| DESAFIOS |
1. Qual é o título do poema de Fernando Pessoa citado no texto de leitura?
2. Liste, na ordem em que aparecem, todos os versos do poema de Fernando Pessoa transcritos no texto de leitura.
3. Transcreva o trecho do texto de leitura entre "Falo do poeta" e "respeitar o outro.", inclusive.

| TEXTO DE LEITURA |
════
Trago os versos daquele que é filho de Portugal, país que nos colonizou e tornou este um lugar lindo para se morar se não tivessem massacrado os nossos indígenas seria mais lindo ainda. Mas, sei que se ele estivesse numa daquelas naus de Cabral não teria permitido que nenhum indígena tivesse sido ferido ou violentado, porque ele é e sempre será “O menino da sua mãe”.

Falo do poeta Fernando Pessoa e trago o seu poema intitulado “Havia um menino” que diz “Havia um menino / que tinha um chapéu / para pôr na cabeça / por causa do sol.” Que todo menino ou menina possa ter um chapéu mágico para colocar na cabeça e assim num passe de mágica aprender a amar e respeitar o outro.

Competir nos ensina antes de qualquer coisa que a vida é dura e difícil e que vamos crescer sempre lutando pelos nossos ideais e objetivos. Cresceremos em busca dos nossos sonhos, mas sempre respeitando as regas da vida e os amigos que poderão se tornar os nossos adversários no jogo do tempo.
════
| LINHAS DE DADOS |
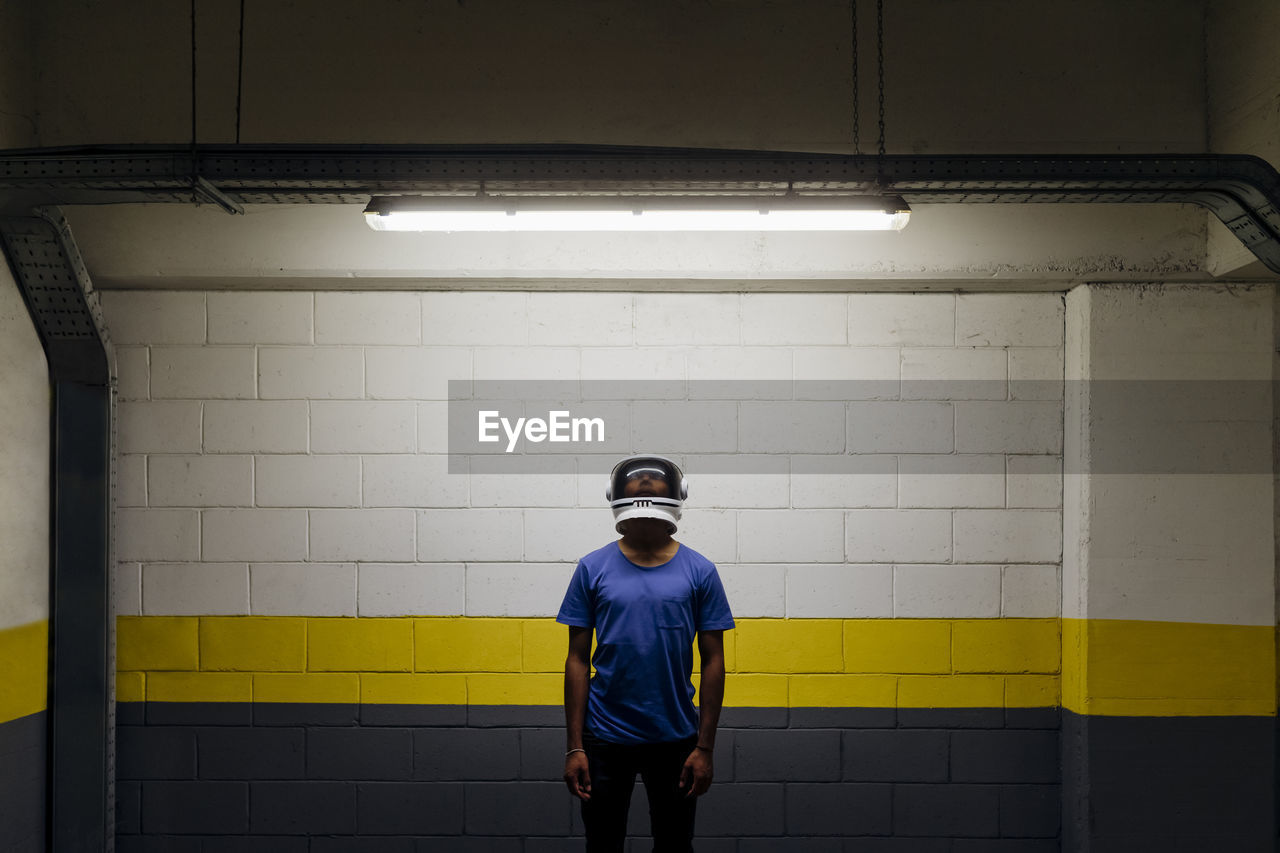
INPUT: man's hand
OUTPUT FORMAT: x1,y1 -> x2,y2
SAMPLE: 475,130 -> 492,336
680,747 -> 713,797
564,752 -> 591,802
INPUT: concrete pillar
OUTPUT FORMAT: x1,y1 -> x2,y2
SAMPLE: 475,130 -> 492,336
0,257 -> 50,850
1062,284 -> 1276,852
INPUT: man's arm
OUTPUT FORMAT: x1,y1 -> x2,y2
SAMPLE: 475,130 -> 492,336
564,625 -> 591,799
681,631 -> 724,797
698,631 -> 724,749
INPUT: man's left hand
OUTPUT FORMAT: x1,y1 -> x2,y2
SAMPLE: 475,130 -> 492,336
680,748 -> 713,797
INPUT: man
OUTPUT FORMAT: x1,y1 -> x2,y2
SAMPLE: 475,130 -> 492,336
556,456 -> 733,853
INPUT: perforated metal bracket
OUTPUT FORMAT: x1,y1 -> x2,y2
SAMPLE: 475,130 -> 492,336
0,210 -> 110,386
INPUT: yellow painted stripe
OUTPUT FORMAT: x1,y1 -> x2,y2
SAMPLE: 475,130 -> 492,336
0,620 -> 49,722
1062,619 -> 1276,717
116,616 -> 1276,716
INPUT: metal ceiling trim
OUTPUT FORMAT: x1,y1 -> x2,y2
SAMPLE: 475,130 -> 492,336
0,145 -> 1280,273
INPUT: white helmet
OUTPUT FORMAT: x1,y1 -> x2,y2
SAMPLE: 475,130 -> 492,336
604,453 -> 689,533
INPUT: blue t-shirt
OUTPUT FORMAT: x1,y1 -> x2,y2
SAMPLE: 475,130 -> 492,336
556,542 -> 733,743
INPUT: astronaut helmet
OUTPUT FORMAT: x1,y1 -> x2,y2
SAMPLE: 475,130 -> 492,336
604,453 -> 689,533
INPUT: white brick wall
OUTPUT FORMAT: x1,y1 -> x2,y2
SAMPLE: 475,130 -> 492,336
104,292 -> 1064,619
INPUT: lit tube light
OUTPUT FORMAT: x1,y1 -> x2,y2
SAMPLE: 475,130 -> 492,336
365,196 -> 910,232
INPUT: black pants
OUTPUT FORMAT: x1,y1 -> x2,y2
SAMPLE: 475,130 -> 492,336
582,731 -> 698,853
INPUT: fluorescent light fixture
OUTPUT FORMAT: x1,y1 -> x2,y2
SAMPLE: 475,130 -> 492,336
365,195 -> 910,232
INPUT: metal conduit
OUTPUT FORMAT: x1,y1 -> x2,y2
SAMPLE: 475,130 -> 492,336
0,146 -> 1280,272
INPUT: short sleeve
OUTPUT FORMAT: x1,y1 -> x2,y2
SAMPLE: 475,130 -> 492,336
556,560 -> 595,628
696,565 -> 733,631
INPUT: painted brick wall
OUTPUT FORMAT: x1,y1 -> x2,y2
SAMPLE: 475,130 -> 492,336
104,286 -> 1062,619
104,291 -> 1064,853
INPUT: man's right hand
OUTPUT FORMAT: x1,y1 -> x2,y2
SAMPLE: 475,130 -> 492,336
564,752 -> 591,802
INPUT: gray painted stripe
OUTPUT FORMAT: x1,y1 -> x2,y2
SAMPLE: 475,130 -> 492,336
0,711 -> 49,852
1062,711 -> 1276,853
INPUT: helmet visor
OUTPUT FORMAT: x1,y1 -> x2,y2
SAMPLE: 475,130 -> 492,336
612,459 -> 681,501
════
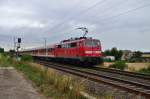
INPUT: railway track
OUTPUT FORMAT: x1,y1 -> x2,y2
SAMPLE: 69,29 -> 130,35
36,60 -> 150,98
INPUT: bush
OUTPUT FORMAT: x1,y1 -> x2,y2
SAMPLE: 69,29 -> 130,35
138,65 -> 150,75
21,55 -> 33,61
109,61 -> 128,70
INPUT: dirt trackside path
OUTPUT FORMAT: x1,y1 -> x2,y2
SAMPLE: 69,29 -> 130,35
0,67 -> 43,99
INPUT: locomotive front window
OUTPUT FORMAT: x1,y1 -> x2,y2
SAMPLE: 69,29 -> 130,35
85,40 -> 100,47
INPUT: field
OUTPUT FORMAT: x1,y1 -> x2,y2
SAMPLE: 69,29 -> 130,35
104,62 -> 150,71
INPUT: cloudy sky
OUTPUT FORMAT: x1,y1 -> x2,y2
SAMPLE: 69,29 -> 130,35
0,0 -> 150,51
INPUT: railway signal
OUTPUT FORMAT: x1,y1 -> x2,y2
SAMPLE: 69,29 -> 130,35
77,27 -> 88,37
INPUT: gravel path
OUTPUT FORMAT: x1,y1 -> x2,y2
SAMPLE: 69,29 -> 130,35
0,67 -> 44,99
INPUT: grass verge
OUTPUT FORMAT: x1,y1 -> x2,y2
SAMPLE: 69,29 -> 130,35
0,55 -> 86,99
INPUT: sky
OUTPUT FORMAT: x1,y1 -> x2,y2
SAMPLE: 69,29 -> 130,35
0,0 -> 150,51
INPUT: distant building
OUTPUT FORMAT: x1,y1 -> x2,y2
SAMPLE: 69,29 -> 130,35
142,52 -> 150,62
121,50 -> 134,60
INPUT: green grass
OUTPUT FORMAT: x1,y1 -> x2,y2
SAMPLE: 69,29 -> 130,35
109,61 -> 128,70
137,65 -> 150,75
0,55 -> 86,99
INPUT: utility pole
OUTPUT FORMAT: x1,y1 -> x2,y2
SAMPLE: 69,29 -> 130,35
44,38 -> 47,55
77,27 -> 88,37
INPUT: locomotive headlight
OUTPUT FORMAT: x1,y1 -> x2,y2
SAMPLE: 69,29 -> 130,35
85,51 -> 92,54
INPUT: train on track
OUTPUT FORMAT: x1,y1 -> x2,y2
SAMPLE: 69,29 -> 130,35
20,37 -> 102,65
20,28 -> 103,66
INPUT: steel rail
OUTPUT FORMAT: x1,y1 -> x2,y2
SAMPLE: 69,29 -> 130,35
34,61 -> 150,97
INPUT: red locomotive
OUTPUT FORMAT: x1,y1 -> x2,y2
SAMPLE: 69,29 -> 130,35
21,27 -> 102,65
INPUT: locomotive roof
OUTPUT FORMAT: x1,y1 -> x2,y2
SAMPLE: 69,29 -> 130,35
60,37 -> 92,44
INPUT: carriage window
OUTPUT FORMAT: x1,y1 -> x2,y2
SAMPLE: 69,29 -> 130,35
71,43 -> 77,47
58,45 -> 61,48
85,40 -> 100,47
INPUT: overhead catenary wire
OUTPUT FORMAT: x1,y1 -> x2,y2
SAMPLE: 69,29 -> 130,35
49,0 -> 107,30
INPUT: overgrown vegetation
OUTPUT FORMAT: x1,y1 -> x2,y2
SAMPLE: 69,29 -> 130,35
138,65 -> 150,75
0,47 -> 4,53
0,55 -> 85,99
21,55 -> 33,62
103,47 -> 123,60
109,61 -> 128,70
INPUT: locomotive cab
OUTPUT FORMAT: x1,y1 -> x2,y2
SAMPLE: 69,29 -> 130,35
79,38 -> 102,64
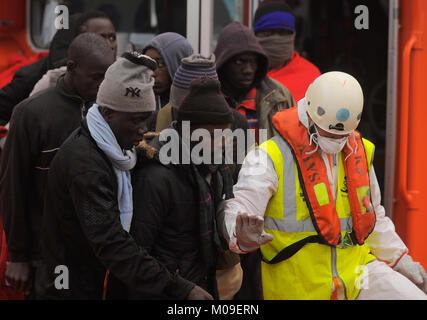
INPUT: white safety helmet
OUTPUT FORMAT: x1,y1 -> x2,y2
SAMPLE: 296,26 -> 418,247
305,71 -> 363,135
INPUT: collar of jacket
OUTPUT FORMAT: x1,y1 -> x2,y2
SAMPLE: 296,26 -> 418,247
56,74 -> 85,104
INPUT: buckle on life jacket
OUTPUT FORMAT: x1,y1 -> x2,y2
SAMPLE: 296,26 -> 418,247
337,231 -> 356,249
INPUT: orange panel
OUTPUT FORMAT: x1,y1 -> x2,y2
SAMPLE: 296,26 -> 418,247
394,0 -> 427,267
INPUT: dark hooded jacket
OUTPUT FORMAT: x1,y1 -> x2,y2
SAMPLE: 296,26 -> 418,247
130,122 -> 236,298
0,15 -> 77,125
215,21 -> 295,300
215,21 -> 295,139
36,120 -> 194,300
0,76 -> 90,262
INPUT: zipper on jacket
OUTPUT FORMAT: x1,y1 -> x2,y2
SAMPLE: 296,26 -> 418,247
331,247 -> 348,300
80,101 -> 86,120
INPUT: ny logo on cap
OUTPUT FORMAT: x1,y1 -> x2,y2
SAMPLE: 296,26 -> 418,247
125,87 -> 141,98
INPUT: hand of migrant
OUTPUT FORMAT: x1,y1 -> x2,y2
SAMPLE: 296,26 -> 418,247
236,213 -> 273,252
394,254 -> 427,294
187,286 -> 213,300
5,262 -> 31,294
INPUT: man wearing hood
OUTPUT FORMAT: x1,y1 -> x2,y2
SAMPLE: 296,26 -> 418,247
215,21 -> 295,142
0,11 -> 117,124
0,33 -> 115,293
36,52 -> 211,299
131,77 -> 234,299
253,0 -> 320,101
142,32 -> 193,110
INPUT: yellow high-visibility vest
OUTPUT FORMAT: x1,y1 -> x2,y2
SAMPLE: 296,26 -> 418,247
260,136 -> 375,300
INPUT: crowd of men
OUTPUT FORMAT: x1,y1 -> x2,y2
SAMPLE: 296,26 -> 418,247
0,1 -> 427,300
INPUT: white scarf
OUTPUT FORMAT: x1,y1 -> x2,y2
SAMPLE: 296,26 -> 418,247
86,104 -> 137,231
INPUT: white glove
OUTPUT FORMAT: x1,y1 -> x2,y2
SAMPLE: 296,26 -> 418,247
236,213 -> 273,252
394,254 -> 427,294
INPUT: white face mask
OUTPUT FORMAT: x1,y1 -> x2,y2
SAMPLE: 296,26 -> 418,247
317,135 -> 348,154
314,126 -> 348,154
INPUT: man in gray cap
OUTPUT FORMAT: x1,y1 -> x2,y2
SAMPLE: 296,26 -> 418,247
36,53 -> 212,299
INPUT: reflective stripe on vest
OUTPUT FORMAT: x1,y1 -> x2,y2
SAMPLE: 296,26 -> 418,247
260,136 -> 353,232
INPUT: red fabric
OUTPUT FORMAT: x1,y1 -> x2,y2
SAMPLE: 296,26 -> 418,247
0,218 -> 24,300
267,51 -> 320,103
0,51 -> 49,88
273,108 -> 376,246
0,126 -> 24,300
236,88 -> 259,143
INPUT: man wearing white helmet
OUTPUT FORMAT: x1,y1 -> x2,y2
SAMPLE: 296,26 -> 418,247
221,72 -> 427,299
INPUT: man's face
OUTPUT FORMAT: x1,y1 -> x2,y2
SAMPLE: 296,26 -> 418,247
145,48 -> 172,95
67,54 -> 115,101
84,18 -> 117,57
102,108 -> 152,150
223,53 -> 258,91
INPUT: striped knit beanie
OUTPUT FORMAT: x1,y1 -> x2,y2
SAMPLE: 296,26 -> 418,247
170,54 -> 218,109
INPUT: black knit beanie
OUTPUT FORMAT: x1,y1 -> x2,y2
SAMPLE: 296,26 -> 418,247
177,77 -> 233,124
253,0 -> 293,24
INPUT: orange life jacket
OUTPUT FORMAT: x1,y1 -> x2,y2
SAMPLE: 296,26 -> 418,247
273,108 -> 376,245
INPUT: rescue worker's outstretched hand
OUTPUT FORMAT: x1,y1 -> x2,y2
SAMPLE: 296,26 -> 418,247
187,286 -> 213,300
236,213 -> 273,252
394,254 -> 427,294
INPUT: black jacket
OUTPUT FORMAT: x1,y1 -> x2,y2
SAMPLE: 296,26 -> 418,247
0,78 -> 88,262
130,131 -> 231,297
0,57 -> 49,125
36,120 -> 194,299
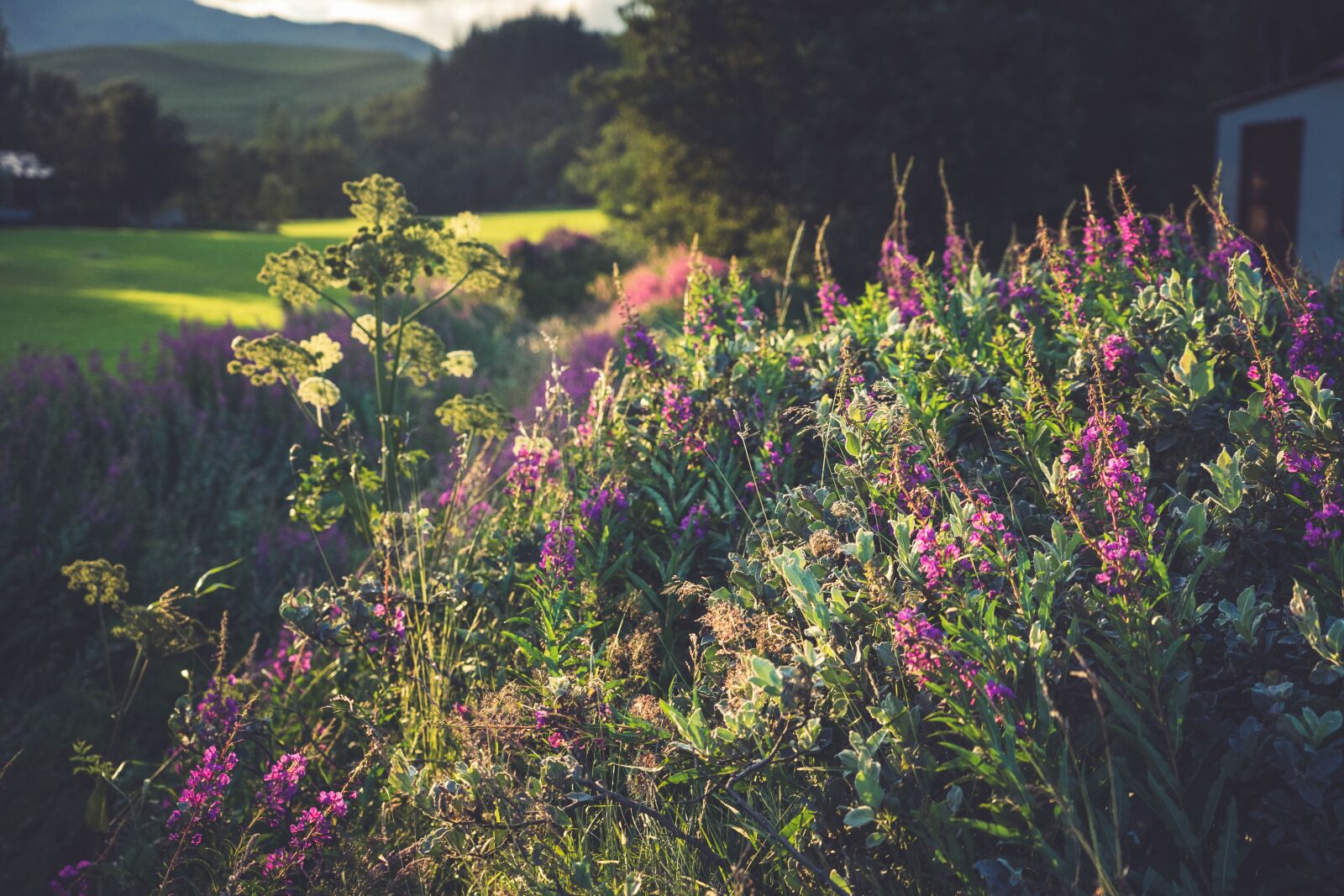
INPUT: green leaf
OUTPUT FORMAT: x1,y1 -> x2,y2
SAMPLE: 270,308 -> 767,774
════
| RESPOSTAS DAS TAREFAS |
1. “Havia um menino”.

2.
Havia um menino
que tinha um chapéu
para pôr na cabeça
por causa do sol.

3.
Falo do poeta Fernando Pessoa e trago o seu poema intitulado “Havia um menino” que diz “Havia um menino / que tinha um chapéu / para pôr na cabeça / por causa do sol.” Que todo menino ou menina possa ter um chapéu mágico para colocar na cabeça e assim num passe de mágica aprender a amar e respeitar o outro.